>> begin Given records
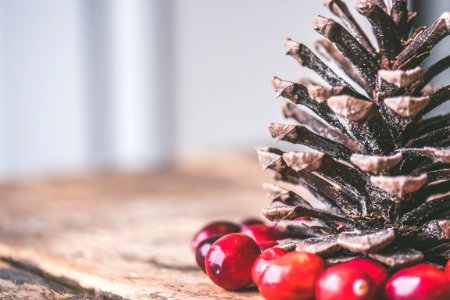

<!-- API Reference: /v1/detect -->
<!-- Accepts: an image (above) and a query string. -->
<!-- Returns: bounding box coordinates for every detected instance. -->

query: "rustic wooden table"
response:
[0,156,268,299]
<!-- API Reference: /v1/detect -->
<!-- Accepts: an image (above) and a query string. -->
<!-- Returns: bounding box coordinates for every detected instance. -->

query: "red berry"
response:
[195,235,223,273]
[252,247,288,286]
[316,264,376,300]
[259,252,326,300]
[241,224,283,250]
[444,259,450,282]
[385,264,450,300]
[240,218,264,228]
[191,221,241,253]
[345,258,389,297]
[205,233,261,291]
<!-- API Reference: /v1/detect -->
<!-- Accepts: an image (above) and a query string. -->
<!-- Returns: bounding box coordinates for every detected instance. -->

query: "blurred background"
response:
[0,0,450,179]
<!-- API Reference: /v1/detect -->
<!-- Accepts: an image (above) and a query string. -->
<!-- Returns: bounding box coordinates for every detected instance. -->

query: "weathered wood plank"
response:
[0,261,91,300]
[0,157,267,299]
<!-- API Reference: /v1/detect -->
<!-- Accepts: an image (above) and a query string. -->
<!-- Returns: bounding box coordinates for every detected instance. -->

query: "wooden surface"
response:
[0,156,267,299]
>> end Given records
What you have to do - Please rewrite all of the records above with "wooden" replaced by "oak" and everything else left unchanged, and leave the pictures out of your answer.

Full answer -
<!-- API Reference: /v1/detect -->
<!-- Accepts: an image (above) and a query string. -->
<!-- Returns: bounding box coordinates for every detected instance. -->

query: "rustic oak table"
response:
[0,156,268,299]
<!-- API Reference: /v1/detect -->
<!-- Accepts: an image (above) and a query string. -->
<!-- Returns: bounding box coordinates for every detected instance. -->

query: "red berry"
response:
[195,235,223,273]
[252,247,288,286]
[316,264,376,300]
[259,252,326,300]
[241,224,283,250]
[444,259,450,282]
[385,264,450,300]
[240,218,264,228]
[191,221,241,253]
[345,258,389,297]
[205,233,261,291]
<!-- API Reference: /v1/detect -->
<!-- Accepts: an image (above) and a query string. -->
<!-- Returns: bounding box coordinates for every detected instance. -->

query: "blurred background"
response:
[0,0,450,179]
<!-- API Reference: /v1/detect -->
<!-- Accepts: an image (above) and a query string. -->
<!-- Returns: bounding box coordinates for every detected instance. -->

query: "weathered wood plank"
response:
[0,261,91,300]
[0,157,267,299]
<!-- API Reference: /v1/detect -->
<!-- Accepts: an image (above) and a query string. -->
<!-- Returns: bounding box coordinates for every detected instance. -->

query: "oak surface"
response:
[0,156,267,299]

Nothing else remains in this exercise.